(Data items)
◆ ◆ ◆ ◆ ◆

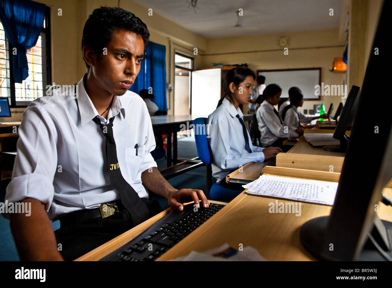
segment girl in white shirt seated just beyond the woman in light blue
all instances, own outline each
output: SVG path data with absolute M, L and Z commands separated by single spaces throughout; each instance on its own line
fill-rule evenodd
M 283 121 L 274 107 L 278 105 L 281 94 L 282 89 L 278 85 L 268 85 L 263 91 L 263 103 L 257 110 L 256 117 L 261 134 L 261 146 L 276 146 L 287 152 L 290 147 L 283 145 L 283 141 L 298 138 L 299 135 L 303 134 L 303 130 L 296 129 L 293 131 L 283 125 Z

◆ ◆ ◆ ◆ ◆

* TASK ITEM *
Transcribe exactly and only the lines from the top of the records through the line containing "output: SVG path", inclusive, and do not copy the pictures.

* ANSWER TO THIS PROBLEM *
segment girl in white shirt seated just beyond the woman in light blue
all instances, own outline each
output: SVG path data with absolute M, L and Z commands separated by single spaces throughout; each instance on its own line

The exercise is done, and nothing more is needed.